• **Selected text**:
In the meantime, a nation mourns in silence, taught by example to channel their emotions into angry demands for government action, leaving little room for the comprehension — let alone teaching — of personal responsibility for the life of another human being. The real lesson of Newtown is the one that is being missed: Individuals are responsible to make the choice to value the sanctity of human life.
Only one public policy has ever been shown to reduce the death rate from such crimes: concealed-carry laws.
Their study controlled for age, sex, race, unemployment, retirement, poverty rates, state population, murder arrest rates, violent crime rates, and on and on.
The effect of concealed-carry laws in deterring mass public shootings was even greater than the impact of such laws on the murder rate generally.
Someone planning to commit a single murder in a concealed-carry state only has to weigh the odds of one person being armed. But a criminal planning to commit murder in a public place has to worry that anyone in the entire area might have a gun.
You will notice that most multiple-victim shootings occur in “gun-free zones” — even within states that have concealed-carry laws: public schools, churches, Sikh temples, post offices, the movie theater where James Holmes committed mass murder, and the Portland, Ore., mall where a nut gunned down shoppers a few weeks ago.

• **Raw records**:
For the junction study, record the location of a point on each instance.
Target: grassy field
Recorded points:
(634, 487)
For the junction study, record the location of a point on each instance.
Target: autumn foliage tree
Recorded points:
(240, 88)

• **Written tasks**:
1 - According to the text on concealed-carry laws, where do most multiple-victim shootings occur?
2 - Carry on the text on concealed-carry laws from its last sentence.
The records above are separate material and are not part of the text on concealed-carry laws.

• **Results by task**:
1 - Most multiple-victim shootings occur in "gun-free zones," even within states that have concealed-carry laws.

2 -
Guns were banned in all these places. Mass killers may be crazy, but they’re not stupid.
If the deterrent effect of concealed-carry laws seems surprising to you, that’s because the media hide stories of armed citizens stopping mass shooters. At the Portland shooting, for example, no explanation was given for the amazing fact that the assailant managed to kill only two people in the mall during the busy Christmas season.
It turns out, concealed-carry-holder Nick Meli hadn’t noticed that the mall was a gun-free zone. He pointed his (otherwise legal) gun at the shooter as he paused to reload, and the next shot was the attempted mass murderer killing himself. (Meli aimed, but didn’t shoot, because there were bystanders behind the shooter.)
In a nonsense “study” going around the Internet right now, Mother Jones magazine claims to have produced its own study of all public shootings in the last 30 years and concludes: “In not a single case was the killing stopped by a civilian using a gun.”
This will come as a shock to people who know something about the subject.
The magazine reaches its conclusion by simply excluding all cases where an armed civilian stopped the shooter: They looked only at public shootings where four or more people were killed, i.e., the ones where the shooter wasn’t stopped.
If we care about reducing the number of people killed in mass shootings, shouldn’t we pay particular attention to the cases where the aspiring mass murderer was prevented from getting off more than a couple rounds?
It would be like testing the effectiveness of weed killers, but refusing to consider any cases where the weeds died.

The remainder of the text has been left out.